Listed entries:

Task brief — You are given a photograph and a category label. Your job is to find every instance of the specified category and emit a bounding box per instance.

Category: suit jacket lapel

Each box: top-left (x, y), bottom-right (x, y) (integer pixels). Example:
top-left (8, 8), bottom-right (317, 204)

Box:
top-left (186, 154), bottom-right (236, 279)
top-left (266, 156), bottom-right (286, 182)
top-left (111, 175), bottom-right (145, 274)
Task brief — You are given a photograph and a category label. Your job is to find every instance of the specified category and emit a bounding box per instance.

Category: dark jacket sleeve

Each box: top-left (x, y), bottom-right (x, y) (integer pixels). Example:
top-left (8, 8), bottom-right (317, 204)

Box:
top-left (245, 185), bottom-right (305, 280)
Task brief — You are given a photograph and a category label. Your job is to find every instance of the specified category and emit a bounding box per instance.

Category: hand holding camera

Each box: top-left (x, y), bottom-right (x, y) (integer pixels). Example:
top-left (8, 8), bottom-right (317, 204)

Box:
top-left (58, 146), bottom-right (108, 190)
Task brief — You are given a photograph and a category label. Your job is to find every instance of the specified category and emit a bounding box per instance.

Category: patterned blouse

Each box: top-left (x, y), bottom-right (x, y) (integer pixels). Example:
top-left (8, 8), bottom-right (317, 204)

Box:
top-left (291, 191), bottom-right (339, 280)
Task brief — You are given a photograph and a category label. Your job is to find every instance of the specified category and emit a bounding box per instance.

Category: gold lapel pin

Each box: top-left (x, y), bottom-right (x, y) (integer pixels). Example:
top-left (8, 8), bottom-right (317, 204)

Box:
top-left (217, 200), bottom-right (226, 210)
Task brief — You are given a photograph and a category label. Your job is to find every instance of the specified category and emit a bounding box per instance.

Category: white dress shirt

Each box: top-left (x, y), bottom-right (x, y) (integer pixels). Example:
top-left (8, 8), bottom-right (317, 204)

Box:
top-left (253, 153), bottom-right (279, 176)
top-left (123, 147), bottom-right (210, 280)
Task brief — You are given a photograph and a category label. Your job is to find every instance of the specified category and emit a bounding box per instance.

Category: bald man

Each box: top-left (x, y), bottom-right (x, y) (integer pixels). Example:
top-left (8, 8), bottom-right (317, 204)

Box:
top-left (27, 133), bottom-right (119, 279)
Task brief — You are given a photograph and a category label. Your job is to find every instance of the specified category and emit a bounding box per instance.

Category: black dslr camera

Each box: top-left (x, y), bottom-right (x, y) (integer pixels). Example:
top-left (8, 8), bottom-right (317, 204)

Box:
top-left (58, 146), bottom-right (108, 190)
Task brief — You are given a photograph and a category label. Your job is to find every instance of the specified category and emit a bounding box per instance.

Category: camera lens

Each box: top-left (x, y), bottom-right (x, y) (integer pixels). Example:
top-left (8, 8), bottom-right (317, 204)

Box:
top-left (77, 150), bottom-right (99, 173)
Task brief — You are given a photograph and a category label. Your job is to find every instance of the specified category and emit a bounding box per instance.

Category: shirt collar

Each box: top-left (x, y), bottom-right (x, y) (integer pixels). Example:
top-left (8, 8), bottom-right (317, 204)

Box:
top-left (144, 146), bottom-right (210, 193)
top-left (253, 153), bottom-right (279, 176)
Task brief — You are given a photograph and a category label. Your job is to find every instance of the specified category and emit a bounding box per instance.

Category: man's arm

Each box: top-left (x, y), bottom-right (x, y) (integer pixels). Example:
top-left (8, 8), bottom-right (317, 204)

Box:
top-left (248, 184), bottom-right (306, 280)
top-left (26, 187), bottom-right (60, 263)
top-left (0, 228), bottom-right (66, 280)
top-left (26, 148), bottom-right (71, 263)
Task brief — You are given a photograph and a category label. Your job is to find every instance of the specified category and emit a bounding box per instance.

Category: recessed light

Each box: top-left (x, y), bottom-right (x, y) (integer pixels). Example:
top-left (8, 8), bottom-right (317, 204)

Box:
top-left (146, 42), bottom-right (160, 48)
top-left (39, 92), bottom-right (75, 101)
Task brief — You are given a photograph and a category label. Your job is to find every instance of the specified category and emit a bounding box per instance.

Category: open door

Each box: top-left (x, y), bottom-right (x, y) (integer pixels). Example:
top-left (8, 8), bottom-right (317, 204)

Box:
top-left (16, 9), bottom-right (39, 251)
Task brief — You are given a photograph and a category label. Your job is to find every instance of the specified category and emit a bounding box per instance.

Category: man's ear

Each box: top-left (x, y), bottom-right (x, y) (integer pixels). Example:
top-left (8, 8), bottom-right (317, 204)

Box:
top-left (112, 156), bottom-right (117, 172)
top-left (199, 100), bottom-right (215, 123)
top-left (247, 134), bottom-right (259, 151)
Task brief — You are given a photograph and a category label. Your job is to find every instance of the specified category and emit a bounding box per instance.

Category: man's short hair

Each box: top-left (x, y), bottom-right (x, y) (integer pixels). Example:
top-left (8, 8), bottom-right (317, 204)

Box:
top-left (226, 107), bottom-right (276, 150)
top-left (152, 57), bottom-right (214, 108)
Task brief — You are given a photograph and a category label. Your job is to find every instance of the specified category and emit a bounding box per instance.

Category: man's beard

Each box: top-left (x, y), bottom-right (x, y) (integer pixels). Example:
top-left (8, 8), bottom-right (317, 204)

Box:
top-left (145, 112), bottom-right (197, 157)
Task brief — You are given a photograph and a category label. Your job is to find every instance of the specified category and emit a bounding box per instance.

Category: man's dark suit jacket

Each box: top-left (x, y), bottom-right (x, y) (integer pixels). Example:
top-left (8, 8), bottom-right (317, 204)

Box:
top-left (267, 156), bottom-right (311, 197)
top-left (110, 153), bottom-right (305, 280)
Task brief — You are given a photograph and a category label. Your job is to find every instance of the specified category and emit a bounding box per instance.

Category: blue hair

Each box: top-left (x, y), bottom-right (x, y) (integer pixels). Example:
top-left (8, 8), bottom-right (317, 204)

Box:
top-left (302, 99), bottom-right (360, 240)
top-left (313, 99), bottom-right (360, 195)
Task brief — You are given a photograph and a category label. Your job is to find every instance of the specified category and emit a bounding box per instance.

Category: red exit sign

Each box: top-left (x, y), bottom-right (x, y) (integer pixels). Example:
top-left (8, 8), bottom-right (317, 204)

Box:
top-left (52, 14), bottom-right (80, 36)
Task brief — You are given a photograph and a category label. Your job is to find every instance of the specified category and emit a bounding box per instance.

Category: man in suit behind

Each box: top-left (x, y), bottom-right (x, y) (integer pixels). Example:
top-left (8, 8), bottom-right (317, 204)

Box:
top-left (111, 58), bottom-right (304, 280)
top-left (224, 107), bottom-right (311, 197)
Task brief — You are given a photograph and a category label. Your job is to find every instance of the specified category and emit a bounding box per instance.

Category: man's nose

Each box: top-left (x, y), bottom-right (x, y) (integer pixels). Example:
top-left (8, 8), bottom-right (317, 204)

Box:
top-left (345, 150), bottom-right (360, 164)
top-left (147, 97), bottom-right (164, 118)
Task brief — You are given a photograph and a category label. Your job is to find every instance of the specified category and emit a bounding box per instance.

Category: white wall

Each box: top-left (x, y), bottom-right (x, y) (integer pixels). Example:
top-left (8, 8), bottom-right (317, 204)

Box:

Description of the task: Select each line of the entries above that contains the word "suit", treating uppercase and lowercase as different, and copy those lines.

Answer below:
Category: suit jacket lapel
Category: man's dark suit jacket
Category: man in suit behind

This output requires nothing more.